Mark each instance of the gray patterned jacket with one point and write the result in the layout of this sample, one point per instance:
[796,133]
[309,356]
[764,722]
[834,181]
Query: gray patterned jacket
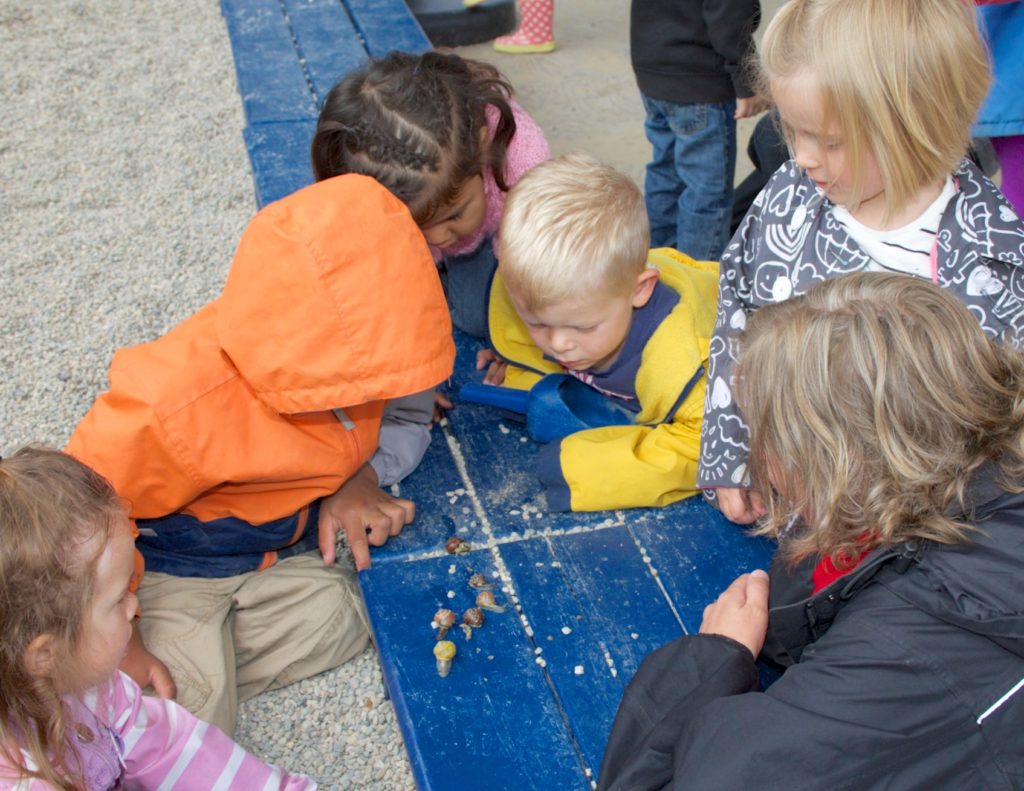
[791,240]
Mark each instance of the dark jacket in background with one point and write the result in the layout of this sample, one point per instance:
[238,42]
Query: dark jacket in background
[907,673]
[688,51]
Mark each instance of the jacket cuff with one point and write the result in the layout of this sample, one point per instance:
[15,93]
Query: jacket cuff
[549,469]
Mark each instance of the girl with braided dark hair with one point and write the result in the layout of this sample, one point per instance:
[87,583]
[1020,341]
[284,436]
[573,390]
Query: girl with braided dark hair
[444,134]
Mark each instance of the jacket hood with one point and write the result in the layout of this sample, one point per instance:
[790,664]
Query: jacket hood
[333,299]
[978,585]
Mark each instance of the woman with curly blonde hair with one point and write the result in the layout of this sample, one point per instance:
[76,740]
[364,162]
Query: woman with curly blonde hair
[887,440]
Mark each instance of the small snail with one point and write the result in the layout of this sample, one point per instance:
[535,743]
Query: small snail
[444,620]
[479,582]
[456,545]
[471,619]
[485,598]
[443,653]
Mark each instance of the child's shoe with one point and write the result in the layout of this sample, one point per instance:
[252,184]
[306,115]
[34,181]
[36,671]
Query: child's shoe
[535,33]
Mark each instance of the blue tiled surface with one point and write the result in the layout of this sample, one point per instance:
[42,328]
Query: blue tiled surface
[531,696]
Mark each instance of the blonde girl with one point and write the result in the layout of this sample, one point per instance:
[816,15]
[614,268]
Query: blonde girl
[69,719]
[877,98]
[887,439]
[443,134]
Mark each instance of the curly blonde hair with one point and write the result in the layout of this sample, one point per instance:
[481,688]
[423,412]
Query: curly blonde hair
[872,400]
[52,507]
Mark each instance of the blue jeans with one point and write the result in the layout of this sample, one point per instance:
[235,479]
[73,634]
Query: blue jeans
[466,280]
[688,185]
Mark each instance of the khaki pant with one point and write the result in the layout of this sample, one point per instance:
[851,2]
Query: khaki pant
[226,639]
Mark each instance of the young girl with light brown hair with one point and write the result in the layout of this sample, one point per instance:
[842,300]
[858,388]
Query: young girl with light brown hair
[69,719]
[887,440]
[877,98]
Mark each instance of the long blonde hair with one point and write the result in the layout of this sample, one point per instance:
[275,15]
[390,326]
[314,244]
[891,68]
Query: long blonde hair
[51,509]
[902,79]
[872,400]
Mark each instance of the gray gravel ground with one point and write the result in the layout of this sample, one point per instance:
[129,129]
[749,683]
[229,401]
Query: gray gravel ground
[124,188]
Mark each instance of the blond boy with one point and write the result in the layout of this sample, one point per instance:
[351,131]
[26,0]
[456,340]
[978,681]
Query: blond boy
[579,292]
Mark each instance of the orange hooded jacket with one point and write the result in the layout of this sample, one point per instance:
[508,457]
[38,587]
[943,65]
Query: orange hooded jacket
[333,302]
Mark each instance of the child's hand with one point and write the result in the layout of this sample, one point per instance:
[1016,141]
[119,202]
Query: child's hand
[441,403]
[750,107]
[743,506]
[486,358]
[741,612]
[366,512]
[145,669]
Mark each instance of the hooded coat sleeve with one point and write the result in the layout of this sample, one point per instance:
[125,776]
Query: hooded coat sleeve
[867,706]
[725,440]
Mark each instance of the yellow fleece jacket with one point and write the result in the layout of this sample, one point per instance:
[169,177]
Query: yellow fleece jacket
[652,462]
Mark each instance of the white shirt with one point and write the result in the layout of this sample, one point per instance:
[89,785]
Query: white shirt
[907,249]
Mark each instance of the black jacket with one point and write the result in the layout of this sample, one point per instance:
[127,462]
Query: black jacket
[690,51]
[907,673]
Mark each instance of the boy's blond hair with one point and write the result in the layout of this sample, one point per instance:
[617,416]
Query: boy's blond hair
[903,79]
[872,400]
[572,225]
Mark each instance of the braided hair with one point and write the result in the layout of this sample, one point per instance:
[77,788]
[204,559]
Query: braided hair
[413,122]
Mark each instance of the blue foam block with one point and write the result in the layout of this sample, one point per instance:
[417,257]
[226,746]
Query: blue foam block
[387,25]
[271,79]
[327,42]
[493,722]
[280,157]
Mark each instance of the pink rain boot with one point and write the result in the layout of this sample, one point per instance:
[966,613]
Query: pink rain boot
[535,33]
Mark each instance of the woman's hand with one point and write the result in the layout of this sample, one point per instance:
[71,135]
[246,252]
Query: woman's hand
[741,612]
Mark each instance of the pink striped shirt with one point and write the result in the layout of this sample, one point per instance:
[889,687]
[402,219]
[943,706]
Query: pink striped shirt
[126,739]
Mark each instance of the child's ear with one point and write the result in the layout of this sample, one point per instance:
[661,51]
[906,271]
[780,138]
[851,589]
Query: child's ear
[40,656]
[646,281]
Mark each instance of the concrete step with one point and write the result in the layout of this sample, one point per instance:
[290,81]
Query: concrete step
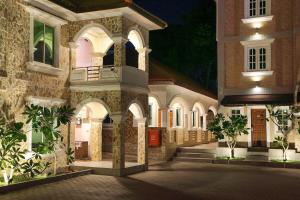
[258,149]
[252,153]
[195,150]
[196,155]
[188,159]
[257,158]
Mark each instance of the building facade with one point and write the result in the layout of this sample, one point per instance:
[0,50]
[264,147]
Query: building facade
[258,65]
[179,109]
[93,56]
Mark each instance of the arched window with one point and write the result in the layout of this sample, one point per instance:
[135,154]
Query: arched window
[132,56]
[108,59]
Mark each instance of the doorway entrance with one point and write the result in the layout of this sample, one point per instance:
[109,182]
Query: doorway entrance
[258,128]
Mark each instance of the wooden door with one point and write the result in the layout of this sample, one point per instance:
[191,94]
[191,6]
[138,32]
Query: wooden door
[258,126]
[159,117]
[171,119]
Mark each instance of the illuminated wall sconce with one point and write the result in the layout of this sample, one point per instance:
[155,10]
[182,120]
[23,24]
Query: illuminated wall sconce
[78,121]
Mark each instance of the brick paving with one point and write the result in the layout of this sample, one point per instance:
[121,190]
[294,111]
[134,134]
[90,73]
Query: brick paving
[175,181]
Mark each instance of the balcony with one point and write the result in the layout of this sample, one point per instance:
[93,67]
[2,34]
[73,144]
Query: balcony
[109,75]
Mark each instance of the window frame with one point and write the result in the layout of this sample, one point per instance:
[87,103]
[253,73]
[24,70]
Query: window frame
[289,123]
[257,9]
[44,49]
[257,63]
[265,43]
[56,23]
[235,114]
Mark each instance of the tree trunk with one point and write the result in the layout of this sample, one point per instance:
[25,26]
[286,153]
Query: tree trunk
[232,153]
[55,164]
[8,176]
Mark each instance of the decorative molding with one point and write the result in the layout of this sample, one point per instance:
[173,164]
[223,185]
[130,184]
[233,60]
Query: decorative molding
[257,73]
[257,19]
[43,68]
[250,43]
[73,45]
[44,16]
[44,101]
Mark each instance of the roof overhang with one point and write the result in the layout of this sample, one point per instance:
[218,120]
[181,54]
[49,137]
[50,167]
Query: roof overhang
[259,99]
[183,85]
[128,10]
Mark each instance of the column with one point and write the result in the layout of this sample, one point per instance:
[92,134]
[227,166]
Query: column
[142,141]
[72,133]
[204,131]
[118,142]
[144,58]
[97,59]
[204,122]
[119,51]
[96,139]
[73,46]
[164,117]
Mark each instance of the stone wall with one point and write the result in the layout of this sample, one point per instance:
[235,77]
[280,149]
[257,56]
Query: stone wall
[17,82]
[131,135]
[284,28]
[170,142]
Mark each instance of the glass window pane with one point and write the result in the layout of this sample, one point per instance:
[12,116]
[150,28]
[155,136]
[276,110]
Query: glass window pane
● ● ● ● ●
EXERCISE GOAL:
Rewrite the rows from the line containing "Mark each instance of the column" through the end of the rows, inclusive, requests included, and shift every coordinate in the answers up by 38. Leave the requests and their sample points unchanged.

EXERCISE RESULT:
Mark each instance of the column with one point and write the result in the layout of this sample, one point per instance:
[92,134]
[227,166]
Query: column
[180,179]
[110,171]
[242,169]
[156,180]
[182,96]
[135,97]
[242,160]
[157,89]
[134,177]
[111,84]
[202,155]
Mark each instance of the stone wall with one point and write the result in the layout of this sample, one point per instance:
[235,77]
[280,149]
[257,56]
Query: stone wall
[55,120]
[169,173]
[322,66]
[208,180]
Mark each instance of the glass window pane with one point and write the result in the layout of this sample, one point per instance:
[12,116]
[150,28]
[155,136]
[276,110]
Query: glass window pane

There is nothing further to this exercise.